REQUIRED WORK – The entries are to be given again in full. Every word must match.

BEGIN

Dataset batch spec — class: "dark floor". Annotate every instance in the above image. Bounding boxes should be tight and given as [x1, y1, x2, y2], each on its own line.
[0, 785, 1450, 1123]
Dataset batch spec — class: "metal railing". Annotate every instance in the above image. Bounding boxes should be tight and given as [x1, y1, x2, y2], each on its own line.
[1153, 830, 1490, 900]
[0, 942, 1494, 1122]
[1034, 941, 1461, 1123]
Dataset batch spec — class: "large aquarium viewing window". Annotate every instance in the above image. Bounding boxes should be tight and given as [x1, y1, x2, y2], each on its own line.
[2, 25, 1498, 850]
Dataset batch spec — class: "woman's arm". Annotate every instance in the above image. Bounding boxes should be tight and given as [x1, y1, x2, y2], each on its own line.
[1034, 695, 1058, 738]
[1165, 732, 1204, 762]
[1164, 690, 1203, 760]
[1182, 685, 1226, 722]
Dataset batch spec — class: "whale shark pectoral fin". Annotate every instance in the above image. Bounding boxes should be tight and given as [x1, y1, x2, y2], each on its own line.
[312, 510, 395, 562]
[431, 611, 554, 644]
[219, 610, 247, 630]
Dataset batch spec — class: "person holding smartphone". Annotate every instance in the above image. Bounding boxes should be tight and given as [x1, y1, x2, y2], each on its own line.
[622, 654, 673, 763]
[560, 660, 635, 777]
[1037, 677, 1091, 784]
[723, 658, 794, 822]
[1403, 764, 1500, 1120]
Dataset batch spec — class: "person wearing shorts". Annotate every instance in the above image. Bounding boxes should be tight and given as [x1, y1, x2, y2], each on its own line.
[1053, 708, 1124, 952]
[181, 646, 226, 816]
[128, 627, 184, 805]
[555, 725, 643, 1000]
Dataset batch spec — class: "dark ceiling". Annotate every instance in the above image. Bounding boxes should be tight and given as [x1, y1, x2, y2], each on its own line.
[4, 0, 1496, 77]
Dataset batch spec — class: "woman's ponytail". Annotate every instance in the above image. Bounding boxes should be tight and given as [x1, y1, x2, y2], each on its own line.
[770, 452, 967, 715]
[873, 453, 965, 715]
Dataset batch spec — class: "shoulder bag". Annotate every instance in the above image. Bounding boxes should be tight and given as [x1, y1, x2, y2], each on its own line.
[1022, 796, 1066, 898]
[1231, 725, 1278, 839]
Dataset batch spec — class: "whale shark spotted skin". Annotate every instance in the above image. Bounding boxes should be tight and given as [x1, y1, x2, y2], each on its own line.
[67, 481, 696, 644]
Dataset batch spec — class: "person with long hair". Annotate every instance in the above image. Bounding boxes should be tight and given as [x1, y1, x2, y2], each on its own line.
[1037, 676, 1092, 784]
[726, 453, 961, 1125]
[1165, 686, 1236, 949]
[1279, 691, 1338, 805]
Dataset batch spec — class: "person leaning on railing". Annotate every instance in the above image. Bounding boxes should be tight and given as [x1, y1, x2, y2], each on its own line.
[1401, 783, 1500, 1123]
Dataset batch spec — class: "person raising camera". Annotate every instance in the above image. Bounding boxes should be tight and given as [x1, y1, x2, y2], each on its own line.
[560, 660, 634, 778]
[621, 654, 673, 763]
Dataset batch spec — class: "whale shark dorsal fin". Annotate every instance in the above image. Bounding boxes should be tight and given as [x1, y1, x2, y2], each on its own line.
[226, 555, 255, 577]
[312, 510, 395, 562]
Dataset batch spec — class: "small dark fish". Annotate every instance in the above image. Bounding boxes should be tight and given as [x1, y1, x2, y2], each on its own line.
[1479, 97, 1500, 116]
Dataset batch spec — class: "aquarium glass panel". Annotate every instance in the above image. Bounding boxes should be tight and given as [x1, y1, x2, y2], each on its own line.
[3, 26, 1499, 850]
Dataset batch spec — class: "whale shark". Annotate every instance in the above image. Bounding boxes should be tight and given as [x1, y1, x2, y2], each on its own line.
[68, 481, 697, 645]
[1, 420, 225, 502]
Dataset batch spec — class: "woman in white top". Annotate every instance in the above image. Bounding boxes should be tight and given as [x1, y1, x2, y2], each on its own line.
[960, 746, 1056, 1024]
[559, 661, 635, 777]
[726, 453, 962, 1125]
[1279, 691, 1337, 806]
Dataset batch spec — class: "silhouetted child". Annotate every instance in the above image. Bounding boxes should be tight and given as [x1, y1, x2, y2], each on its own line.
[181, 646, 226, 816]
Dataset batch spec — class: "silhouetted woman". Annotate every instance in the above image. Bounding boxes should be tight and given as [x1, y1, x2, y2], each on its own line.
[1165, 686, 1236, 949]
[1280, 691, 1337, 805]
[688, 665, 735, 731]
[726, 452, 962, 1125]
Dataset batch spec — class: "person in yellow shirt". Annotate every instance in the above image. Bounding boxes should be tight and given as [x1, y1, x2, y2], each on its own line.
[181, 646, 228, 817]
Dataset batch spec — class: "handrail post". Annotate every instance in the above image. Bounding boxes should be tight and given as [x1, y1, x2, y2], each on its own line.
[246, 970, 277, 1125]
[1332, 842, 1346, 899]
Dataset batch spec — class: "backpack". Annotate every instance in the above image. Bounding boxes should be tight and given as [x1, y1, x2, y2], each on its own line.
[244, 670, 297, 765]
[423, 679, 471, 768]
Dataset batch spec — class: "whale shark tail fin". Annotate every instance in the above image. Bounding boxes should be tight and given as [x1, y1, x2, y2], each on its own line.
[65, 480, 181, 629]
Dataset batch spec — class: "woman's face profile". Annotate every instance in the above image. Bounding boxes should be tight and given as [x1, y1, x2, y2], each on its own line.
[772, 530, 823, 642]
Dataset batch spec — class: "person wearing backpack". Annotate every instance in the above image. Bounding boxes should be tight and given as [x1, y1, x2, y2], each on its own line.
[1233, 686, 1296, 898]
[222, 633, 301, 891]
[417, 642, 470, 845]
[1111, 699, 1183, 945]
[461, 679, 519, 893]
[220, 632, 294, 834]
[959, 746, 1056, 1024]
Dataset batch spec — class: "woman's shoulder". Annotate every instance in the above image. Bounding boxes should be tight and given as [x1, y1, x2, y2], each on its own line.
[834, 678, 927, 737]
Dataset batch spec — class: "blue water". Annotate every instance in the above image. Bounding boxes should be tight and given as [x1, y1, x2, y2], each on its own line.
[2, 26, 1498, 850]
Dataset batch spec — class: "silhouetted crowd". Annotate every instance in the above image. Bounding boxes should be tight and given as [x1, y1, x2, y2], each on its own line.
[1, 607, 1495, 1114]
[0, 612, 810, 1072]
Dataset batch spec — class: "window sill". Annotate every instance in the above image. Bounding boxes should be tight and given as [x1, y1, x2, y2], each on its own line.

END

SOLUTION BELOW –
Dataset batch spec — class: "dark floor". Annotate every instance in the above image. Bounding boxes should be tight and given as [x1, y1, x2, y2], each on its own line.
[0, 785, 1450, 1123]
Dataset batch spec — class: "metal railing". Annotate every instance in the above image. Bounding boxes should be tight and given as [x1, y1, x2, y2], each on its own line.
[1153, 830, 1490, 900]
[0, 942, 1494, 1122]
[1034, 941, 1461, 1123]
Dataset batch spec — class: "large aquarium viewing window". Annotate every instance in the above image. Bounding boxes should be tight and given as [x1, y1, x2, y2], each on its own line.
[2, 25, 1498, 850]
Dataset batch spec — class: "woman's arm". Annotate every instance in the above image. Bounding boxes should be tight and given as [x1, y1, x2, y2], each on its own line.
[1034, 695, 1058, 738]
[1165, 732, 1204, 762]
[1164, 690, 1203, 760]
[1182, 685, 1226, 722]
Dataset batch spec — class: "whale shark pectoral fin". Annotate every instance in the above image. Bounding boxes should be tight and given as [x1, y1, x2, y2], each on its own line.
[312, 510, 395, 562]
[431, 611, 554, 644]
[219, 610, 247, 630]
Dataset batch spec — class: "person holding smartphone". Annotate every instance in the above image. Bounding boxes should be tight and given as [x1, y1, x2, y2], each on its own line.
[622, 654, 673, 763]
[560, 660, 635, 777]
[1037, 677, 1091, 784]
[723, 658, 794, 822]
[1403, 764, 1500, 1120]
Dataset batch spec — class: "person wearing shorts". Annotate every instance in the above image. Bounding boxes should be tight and given as [x1, y1, x2, y2], each on its own line.
[1053, 708, 1124, 952]
[181, 646, 226, 816]
[128, 627, 184, 805]
[555, 725, 643, 1000]
Dataset batch spec — class: "dark ceiling". Annotate every instance in the above image. Bounding boxes should be tight and given as [x1, y1, x2, y2], each on its own line.
[4, 0, 1496, 77]
Dataset batch spec — class: "woman's ponytail". Annotate every instance in the above image. Bounding boxes should be tight and given as [x1, y1, x2, y2], each on its own line.
[770, 452, 967, 715]
[873, 453, 965, 715]
Dataset batch spec — class: "shoulder bag". Annotate every instance in the above image. Bounding boxes should be tight and given as [x1, y1, x2, y2], each on its own line.
[1022, 796, 1066, 898]
[1231, 725, 1278, 839]
Dataset batch spec — class: "whale shark spotted skin". Annotate every instance in the above image. Bounding boxes should be tight and given as [x1, y1, x2, y2], each on its own line.
[67, 481, 696, 644]
Dataset batch spec — class: "person with long hair". Annotate every instance in the above image. Bounding boxes should be tight and given as [x1, y1, x2, y2], each on its own line.
[1037, 676, 1092, 784]
[726, 453, 961, 1125]
[1165, 686, 1236, 949]
[1279, 691, 1338, 805]
Dataset batch spec — class: "person leaning on railing". Annotate every instance in the above image. Bounding boxes should be tight and given as [x1, y1, x2, y2], each on its own line.
[1401, 783, 1500, 1123]
Dataset batch spec — class: "person raising camera". Annotate every instance in the above image. Bounding boxes should be tight and given as [x1, y1, x2, y2], each on its own line.
[560, 660, 634, 778]
[621, 654, 673, 763]
Dataset batch spec — class: "whale shark dorsal fin". Annotate every instance in the above image. Bounding boxes should be tight and given as [x1, y1, x2, y2], each on its own line.
[226, 555, 255, 577]
[312, 510, 395, 562]
Dataset batch spec — class: "small dark fish". Annotate every instance in the above image. Bounding boxes should be tight and given as [x1, y1, x2, y2], each on its own line.
[1479, 97, 1500, 116]
Dataset batch spec — class: "aquarium glass panel". Annotate every instance in the above image. Bounding boxes should be tight and given as [x1, y1, x2, y2], each on its own line.
[3, 26, 1499, 850]
Dataset batch spec — class: "whale shark". Annotate every instance in the above image. Bounding boxes should be tight and given as [x1, y1, x2, y2], each on its own line.
[68, 481, 697, 645]
[1, 420, 225, 502]
Dataset batch spec — class: "woman in white top". Annotate every instance in the above image. Bounding boxes should be tight and given as [x1, y1, x2, y2], each on its own line.
[960, 746, 1056, 1024]
[559, 661, 635, 777]
[726, 453, 962, 1125]
[1279, 691, 1337, 806]
Dataset batch spec — class: "silhouetted child". Annotate every instance in the above image. Bounding boxes should be tight and given as [x1, y1, x2, y2], each on its own line.
[181, 646, 226, 816]
Dataset batch spec — class: "silhouetted woman". Annotate every instance in the above image. Bounding boxes should be tight and given as [x1, y1, x2, y2], each on its own line.
[1165, 686, 1236, 949]
[1280, 691, 1337, 805]
[688, 665, 735, 731]
[726, 452, 962, 1125]
Dataset batch spec — class: "person in yellow shirt". Annotate every instance in the above image. Bounding boxes should be tight and given as [x1, y1, x2, y2], each on its own line.
[181, 646, 228, 817]
Dataset batch spec — class: "handrail post". Annotate every instance in the above image. Bounding boxes should be tight and given as [x1, y1, x2, y2], each on its own line.
[246, 970, 277, 1125]
[1332, 842, 1346, 899]
Dataset batch spec — class: "backpack". Annotate every instance in the above image. Bounding boxes should be tight and given as [x1, y1, x2, y2], each on its own line.
[244, 670, 297, 765]
[423, 679, 471, 768]
Dataset batch spec — class: "whale shark tail fin". Annotate every instance in the above image. Bounding boxes should be tight and given as [x1, y1, x2, y2], each on its own line.
[65, 480, 181, 629]
Dataset batch spec — class: "woman's face profile". Annotate every instance in the above image. Bounding boxes should be tight and given as [x1, y1, x2, y2], each on its own line.
[772, 530, 823, 642]
Dataset batch spec — class: "person wearing backpack". Annotate every instance in the above image. Bounding boxes should be tight and given as [x1, y1, x2, y2], each on its own line.
[1233, 686, 1296, 898]
[222, 633, 301, 891]
[417, 642, 470, 845]
[1111, 699, 1183, 945]
[461, 679, 519, 893]
[220, 632, 294, 834]
[959, 746, 1056, 1024]
Dataset batch spec — class: "woman's shoulder". Annotate every instance in the above image. Bounding boxes should be tight and given as [x1, y1, x2, y2], each on its own line.
[834, 678, 927, 737]
Dataset batch spec — class: "blue water". Annotate every instance in the above image. Bounding boxes should be tight and given as [x1, y1, x2, y2], each on its own line.
[2, 26, 1498, 850]
Dataset batch spec — class: "silhouetted crowd". Annotate every instance in the above image. Bounding boxes should be tight and given as [x1, y1, x2, y2], each on its own line.
[1, 607, 1495, 1114]
[0, 612, 810, 1072]
Dataset batch spec — class: "window sill". Annotate every instance in the above image. Bounding boxes should be tight and given as [x1, y1, x2, y2], each on its own line.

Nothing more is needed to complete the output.